#### [Task description]
Copy every record below, exactly as written.

#### [Point annotation records]
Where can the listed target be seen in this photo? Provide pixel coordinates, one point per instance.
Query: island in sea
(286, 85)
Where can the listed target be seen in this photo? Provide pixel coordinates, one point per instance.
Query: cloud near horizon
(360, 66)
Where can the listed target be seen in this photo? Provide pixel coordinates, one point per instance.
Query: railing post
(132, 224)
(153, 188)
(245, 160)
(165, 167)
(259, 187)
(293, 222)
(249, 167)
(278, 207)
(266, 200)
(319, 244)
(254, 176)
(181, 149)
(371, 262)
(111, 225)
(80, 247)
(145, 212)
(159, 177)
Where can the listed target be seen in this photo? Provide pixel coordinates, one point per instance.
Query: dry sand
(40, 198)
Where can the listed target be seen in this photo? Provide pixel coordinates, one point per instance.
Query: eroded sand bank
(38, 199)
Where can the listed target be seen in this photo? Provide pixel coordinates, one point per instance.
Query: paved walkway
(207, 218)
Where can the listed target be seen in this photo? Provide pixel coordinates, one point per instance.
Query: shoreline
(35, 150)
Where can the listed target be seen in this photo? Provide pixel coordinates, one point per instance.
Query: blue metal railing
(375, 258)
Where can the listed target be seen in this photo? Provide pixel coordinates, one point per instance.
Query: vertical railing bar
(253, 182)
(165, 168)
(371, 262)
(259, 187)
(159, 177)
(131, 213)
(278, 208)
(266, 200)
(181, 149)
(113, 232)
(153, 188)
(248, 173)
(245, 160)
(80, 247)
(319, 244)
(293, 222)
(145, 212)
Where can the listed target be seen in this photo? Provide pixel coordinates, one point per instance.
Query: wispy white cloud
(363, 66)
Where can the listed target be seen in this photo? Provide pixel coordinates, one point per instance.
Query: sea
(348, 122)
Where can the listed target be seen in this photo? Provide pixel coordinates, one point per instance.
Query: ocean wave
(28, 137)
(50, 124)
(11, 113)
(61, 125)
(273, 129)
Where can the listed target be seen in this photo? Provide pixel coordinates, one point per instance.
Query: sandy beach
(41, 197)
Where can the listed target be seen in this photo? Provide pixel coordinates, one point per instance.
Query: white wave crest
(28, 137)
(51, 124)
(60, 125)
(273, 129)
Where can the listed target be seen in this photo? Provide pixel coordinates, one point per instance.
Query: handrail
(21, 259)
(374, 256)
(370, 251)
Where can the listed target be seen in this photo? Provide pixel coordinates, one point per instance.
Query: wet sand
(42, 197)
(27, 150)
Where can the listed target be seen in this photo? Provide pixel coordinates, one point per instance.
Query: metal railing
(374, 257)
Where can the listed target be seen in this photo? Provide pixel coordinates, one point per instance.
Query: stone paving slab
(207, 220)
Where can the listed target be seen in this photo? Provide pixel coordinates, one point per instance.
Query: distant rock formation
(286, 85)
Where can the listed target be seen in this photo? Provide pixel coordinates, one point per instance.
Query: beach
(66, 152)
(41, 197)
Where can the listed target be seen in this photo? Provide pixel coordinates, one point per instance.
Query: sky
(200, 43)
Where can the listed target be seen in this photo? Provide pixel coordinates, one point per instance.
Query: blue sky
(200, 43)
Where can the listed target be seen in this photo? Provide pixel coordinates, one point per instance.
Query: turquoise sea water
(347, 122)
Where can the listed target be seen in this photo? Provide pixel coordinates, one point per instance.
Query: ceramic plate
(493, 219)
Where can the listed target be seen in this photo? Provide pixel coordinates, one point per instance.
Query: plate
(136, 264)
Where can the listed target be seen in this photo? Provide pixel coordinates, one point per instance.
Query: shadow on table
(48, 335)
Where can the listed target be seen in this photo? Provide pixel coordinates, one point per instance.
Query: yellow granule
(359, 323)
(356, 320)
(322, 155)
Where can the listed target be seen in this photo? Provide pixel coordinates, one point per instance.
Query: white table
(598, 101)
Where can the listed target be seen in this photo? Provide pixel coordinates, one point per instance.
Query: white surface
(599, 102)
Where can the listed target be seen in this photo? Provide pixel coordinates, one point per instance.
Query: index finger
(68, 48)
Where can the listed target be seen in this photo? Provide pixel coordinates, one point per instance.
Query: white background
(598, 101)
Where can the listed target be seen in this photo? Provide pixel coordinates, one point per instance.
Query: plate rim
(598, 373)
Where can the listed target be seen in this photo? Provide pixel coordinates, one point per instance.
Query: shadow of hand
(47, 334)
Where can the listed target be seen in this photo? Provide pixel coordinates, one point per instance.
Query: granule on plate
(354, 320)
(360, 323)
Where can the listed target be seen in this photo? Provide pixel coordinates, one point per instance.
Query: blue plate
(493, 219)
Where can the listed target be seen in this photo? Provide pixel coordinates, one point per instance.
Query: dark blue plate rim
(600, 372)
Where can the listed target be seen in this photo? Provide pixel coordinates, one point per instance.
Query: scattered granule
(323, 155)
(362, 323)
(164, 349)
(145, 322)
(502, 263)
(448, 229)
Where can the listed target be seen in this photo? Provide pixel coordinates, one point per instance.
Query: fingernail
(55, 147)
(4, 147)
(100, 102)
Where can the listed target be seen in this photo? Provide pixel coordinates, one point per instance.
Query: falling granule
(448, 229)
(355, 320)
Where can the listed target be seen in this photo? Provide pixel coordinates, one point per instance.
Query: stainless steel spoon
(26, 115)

#### [Written solution]
Where can the listed target be seen in this photo? Provide pixel coordinates, one point per instance.
Query: island in sea
(286, 85)
Where can the listed target be seen in this photo? Provide pixel coordinates, one point per instance.
Query: cloud near horizon
(360, 66)
Where can the listed target be seen in this photo? Provide pixel coordinates, one point per instance.
Query: railing post
(132, 224)
(153, 188)
(245, 160)
(165, 167)
(259, 187)
(293, 222)
(249, 167)
(278, 207)
(266, 200)
(319, 244)
(254, 176)
(181, 149)
(371, 262)
(111, 225)
(80, 247)
(145, 212)
(159, 177)
Where can the listed target be seen in this photo? Provide pixel coordinates, one point per instance.
Query: dry sand
(40, 198)
Where can the listed target be seen in this photo? Provide pixel coordinates, one point per instance.
Query: eroded sand bank
(38, 199)
Where can the listed target be seen in this photo? Provide pixel coordinates, one point per instance.
Query: paved walkway
(207, 218)
Where can the listed target be seen in this photo? Provide pixel coordinates, one point per instance.
Query: shoreline
(35, 150)
Where can the listed target be seen in this photo? Provide pixel coordinates, one point per instance.
Query: blue metal railing
(375, 258)
Where can the listed target be seen in this photo? Provide pixel coordinates, one point per instance.
Query: vertical railing bar
(253, 182)
(165, 168)
(371, 262)
(259, 187)
(159, 177)
(131, 213)
(278, 208)
(266, 200)
(181, 149)
(113, 232)
(153, 188)
(248, 173)
(245, 160)
(80, 247)
(319, 244)
(293, 222)
(145, 212)
Where can the listed target be seen in this photo? Provide pixel coordinates, one point per instance.
Query: wispy white cloud
(363, 66)
Where can the listed target be seen in this photo? Provide pixel coordinates, one point per instance.
Query: sea
(348, 122)
Where can the listed target be seen in this photo? Provide pixel coordinates, one point per instance.
Query: ocean wave
(28, 137)
(50, 124)
(11, 113)
(61, 125)
(273, 129)
Where can the listed target be seen in this photo? Provide pixel coordinates, one point per instance.
Query: sandy beach
(41, 197)
Where can the listed target be seen in this photo? Provide pixel coordinates, one point per instance.
Query: white wave crest
(28, 137)
(51, 124)
(60, 125)
(273, 129)
Where can the listed target be seen in this photo? Provide pixel coordinates, one point per instance.
Query: handrail
(21, 259)
(374, 256)
(370, 251)
Where can the listed target be seen in this photo? Provide pixel coordinates, one point per instance.
Query: wet sand
(42, 197)
(27, 150)
Where can the listed target be seen in this photo? Provide pixel coordinates, one point per instance.
Query: metal railing
(374, 257)
Where can the listed target be seen in this photo? Provide pixel coordinates, one point per instance.
Query: stone paving slab
(207, 220)
Where can the listed target be seen in this photo? Provide pixel coordinates, one point per instance.
Query: distant rock formation
(286, 85)
Where can the listed target be seen in this photo? Provide pixel coordinates, one point per instance.
Query: beach
(66, 152)
(41, 197)
Where can the listed target be seen in this photo? Provide pixel coordinates, one point per instance.
Query: sky
(200, 43)
Where can the listed target be seen in this photo? Provide pixel coordinates, one point per instance.
Query: blue sky
(200, 43)
Where can the listed target be seen in this photo? Provide pixel coordinates, one point per instance.
Query: turquoise sea water
(347, 122)
Where can the listed target be seen in this photo? Provide pixel coordinates, one point per instance.
Query: ceramic plate
(493, 219)
Where can the listed target be seen in this photo? Provide pixel coordinates, one point per instance.
Query: plate
(136, 264)
Where can the listed target be seen in this photo? Provide pixel coordinates, one point per instance.
Query: shadow on table
(48, 335)
Where can the listed target be seen in this photo? Provide pixel coordinates, one point per instance.
Query: yellow granule
(359, 323)
(356, 320)
(322, 155)
Where can the listed target be seen in this photo? Provide pixel coordinates, one point per instance.
Query: white table
(598, 101)
Where can the listed target be seen in this photo? Provide pixel coordinates, one point per instance.
Query: white surface
(599, 102)
Where can the listed target be seen in this photo? Provide pixel coordinates, one point per instance.
Query: index finger
(68, 48)
Where can the listed target be seen in this photo? Provide pixel coordinates, one point per instance.
Query: white background
(598, 101)
Where can the listed target be seen in this photo? Provide pixel coordinates, one point per instance.
Query: plate rim
(598, 373)
Where can the listed target be seen in this photo? Provide pixel coordinates, one point per instance.
Query: shadow of hand
(47, 334)
Where can the listed target be seen in this photo? Provide pixel coordinates, one point per instance.
Query: granule on plate
(354, 320)
(360, 323)
Where can the listed target be seen in this photo? Provide pixel coordinates, one point per instance.
Query: blue plate
(493, 219)
Where can the listed target be seen in this photo? Provide pixel coordinates, one point per instance.
Query: dark blue plate rim
(600, 372)
Where can the listed target be seen in this photo? Provide pixel coordinates, one point per instance.
Query: scattered granule
(323, 155)
(362, 323)
(164, 349)
(145, 322)
(502, 263)
(448, 229)
Where can the listed target be seen in this photo? Provide pixel coordinates, one point per instance.
Query: fingernail
(55, 147)
(4, 147)
(100, 102)
Where can the listed target be seen in this photo? Provide pixel coordinates, one point per instance.
Query: falling granule
(448, 229)
(355, 320)
Where can the listed target be seen in this photo? Provide pixel coordinates, one point per instance.
Query: stainless steel spoon
(26, 115)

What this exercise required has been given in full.